* STATED PROBLEM:
Beginning at the line that contains "A single pin marks each instance of the white flower." and ending at the last line of the entries, write out each line exactly; include nothing outside that span.

* Data entries:
***

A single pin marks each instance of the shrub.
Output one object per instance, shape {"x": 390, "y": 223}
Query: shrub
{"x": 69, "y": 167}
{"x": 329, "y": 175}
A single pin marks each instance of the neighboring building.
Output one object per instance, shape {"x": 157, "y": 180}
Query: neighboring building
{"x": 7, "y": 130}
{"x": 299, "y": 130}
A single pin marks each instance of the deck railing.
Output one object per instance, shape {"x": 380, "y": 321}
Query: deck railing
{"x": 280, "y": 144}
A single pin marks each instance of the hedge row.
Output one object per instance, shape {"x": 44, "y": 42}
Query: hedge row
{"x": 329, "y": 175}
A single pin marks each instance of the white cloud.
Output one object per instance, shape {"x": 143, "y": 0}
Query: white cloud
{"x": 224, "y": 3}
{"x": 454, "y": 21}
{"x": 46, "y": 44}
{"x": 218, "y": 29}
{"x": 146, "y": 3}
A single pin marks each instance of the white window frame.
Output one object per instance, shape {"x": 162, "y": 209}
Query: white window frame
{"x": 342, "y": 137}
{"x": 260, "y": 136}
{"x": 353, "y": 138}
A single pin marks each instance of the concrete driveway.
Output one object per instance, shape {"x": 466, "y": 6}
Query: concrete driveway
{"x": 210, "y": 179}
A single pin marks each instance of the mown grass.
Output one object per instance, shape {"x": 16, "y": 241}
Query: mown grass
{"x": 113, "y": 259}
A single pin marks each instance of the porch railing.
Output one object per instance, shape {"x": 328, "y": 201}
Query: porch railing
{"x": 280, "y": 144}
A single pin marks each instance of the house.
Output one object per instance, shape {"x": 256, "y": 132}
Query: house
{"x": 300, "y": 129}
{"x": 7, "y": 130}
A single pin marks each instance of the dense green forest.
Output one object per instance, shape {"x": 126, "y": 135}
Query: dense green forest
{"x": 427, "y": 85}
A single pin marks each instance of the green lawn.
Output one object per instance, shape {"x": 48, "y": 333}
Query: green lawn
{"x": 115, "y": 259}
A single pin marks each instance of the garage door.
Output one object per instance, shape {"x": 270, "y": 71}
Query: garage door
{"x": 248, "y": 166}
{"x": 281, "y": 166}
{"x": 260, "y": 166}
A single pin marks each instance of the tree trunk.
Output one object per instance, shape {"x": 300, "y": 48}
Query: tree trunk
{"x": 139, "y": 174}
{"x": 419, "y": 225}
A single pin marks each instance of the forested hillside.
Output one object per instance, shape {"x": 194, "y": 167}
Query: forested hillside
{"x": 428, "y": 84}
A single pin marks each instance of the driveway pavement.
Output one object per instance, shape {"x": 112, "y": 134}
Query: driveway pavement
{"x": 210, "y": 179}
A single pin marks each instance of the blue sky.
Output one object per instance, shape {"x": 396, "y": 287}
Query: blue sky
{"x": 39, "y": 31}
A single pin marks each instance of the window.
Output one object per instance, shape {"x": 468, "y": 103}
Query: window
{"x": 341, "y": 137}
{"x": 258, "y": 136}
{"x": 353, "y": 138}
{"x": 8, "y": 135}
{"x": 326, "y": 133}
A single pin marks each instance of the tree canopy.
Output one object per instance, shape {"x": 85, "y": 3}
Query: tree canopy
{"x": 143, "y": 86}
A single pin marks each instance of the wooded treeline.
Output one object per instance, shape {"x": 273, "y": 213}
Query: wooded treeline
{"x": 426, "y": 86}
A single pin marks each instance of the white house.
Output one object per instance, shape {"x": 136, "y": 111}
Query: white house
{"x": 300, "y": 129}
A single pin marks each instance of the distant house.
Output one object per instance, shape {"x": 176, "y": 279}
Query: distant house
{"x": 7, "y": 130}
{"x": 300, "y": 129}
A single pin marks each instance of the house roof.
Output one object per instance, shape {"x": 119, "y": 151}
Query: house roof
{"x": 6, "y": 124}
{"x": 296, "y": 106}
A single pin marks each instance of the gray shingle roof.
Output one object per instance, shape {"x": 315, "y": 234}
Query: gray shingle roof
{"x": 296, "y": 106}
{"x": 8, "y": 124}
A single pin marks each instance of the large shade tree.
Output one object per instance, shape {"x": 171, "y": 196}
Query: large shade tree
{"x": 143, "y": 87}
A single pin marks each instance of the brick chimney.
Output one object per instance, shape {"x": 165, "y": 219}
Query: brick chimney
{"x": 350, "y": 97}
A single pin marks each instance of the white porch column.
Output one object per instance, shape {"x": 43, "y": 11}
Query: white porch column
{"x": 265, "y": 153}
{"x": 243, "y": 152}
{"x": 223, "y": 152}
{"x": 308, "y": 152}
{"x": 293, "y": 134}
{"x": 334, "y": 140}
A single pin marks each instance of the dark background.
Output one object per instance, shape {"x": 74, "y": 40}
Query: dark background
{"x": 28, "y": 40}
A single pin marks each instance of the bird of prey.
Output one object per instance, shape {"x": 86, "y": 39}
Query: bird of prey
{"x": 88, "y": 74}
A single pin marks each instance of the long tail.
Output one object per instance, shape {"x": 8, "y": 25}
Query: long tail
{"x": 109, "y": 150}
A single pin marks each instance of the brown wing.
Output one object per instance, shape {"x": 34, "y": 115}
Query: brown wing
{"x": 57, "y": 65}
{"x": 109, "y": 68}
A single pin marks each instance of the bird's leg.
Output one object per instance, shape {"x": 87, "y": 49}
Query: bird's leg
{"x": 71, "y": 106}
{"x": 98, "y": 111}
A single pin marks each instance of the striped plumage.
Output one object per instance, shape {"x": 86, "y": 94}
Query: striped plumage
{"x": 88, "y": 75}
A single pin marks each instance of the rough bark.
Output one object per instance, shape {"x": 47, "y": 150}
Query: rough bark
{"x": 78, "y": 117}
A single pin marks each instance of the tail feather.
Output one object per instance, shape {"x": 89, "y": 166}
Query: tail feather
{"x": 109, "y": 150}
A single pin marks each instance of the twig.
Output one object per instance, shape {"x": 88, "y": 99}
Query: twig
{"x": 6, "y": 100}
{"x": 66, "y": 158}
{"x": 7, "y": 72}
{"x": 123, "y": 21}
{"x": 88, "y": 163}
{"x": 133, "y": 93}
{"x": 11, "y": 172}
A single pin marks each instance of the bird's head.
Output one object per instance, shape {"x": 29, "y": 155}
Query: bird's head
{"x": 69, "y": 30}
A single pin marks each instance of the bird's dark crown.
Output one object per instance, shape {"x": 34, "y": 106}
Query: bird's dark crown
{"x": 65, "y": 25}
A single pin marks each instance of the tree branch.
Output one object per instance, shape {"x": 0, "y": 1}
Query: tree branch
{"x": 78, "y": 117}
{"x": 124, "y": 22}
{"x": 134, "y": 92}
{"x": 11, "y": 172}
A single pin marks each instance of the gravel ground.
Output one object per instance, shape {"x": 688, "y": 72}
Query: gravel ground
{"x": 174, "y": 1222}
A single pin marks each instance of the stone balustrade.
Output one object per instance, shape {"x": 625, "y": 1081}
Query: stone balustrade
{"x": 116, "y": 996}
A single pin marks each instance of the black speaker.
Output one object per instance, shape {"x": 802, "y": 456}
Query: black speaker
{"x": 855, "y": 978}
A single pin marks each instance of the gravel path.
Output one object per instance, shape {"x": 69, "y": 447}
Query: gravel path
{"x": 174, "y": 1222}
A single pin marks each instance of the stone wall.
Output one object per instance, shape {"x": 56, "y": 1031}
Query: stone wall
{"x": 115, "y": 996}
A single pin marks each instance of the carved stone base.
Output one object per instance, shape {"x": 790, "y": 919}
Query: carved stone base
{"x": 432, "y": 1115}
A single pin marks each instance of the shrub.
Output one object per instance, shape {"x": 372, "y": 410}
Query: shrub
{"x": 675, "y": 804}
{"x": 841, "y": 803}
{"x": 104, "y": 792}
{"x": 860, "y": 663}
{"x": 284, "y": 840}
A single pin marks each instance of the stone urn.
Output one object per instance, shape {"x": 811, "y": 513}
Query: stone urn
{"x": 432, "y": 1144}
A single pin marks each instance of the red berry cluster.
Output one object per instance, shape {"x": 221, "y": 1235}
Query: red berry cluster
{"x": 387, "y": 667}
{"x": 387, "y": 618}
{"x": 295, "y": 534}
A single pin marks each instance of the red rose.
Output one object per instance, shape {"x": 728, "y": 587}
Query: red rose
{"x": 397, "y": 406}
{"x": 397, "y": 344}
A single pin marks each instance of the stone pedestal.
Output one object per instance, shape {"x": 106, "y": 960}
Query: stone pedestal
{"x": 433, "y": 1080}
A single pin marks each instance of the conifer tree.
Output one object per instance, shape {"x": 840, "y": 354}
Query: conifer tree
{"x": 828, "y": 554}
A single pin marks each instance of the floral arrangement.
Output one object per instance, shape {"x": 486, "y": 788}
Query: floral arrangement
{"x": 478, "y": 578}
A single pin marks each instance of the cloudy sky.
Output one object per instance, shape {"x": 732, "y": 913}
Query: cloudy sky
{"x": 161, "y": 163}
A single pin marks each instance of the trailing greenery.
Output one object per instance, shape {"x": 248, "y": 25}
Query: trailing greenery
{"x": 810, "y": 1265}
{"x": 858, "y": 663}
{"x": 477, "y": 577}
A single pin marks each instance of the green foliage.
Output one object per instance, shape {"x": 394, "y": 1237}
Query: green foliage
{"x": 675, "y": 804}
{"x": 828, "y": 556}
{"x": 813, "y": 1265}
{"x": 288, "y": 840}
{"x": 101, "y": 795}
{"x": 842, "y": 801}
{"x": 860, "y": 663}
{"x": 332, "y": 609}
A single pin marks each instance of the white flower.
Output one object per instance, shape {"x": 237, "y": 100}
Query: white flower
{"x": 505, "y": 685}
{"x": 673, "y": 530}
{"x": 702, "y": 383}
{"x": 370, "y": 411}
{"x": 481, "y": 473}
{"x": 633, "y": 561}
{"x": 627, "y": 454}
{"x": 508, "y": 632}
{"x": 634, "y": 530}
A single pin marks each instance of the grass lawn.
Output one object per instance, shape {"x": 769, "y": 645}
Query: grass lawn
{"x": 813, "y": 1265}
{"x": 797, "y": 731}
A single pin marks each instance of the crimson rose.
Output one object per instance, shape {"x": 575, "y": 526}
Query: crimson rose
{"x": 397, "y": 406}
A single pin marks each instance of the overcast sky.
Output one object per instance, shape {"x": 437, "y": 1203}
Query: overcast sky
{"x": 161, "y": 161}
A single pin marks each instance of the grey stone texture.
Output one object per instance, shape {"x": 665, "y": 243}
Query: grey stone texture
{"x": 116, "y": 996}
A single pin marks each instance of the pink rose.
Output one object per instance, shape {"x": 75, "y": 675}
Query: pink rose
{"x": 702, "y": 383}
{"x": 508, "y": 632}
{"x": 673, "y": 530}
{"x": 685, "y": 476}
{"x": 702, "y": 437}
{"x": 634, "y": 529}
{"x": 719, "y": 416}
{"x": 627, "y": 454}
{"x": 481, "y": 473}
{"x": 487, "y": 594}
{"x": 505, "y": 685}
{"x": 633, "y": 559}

***

* FULL RESPONSE:
A single pin marks each instance of the white flower.
Output one object per instance, shape {"x": 237, "y": 100}
Query: white flower
{"x": 505, "y": 685}
{"x": 673, "y": 530}
{"x": 702, "y": 383}
{"x": 370, "y": 411}
{"x": 481, "y": 473}
{"x": 633, "y": 561}
{"x": 627, "y": 454}
{"x": 508, "y": 632}
{"x": 634, "y": 530}
A single pin marks each instance of the grass lawn.
Output one object per instance, shape {"x": 769, "y": 645}
Query: grass lawn
{"x": 813, "y": 1265}
{"x": 797, "y": 731}
A single pin marks each instance of the crimson rose.
Output one object per instance, shape {"x": 575, "y": 526}
Query: crimson rose
{"x": 397, "y": 406}
A single pin marks each instance of the overcast sky.
Output one object per instance, shape {"x": 437, "y": 1203}
Query: overcast sky
{"x": 161, "y": 161}
A single pin marks each instance of the grey stone texture.
Output one object per instance, shape {"x": 665, "y": 243}
Query: grey stone texture
{"x": 116, "y": 996}
A single pin marks each instance of the pink rose.
Output one object per instance, shape {"x": 75, "y": 675}
Query: pink rose
{"x": 702, "y": 383}
{"x": 508, "y": 632}
{"x": 673, "y": 530}
{"x": 685, "y": 476}
{"x": 702, "y": 437}
{"x": 634, "y": 529}
{"x": 719, "y": 416}
{"x": 627, "y": 454}
{"x": 481, "y": 473}
{"x": 487, "y": 594}
{"x": 505, "y": 685}
{"x": 633, "y": 559}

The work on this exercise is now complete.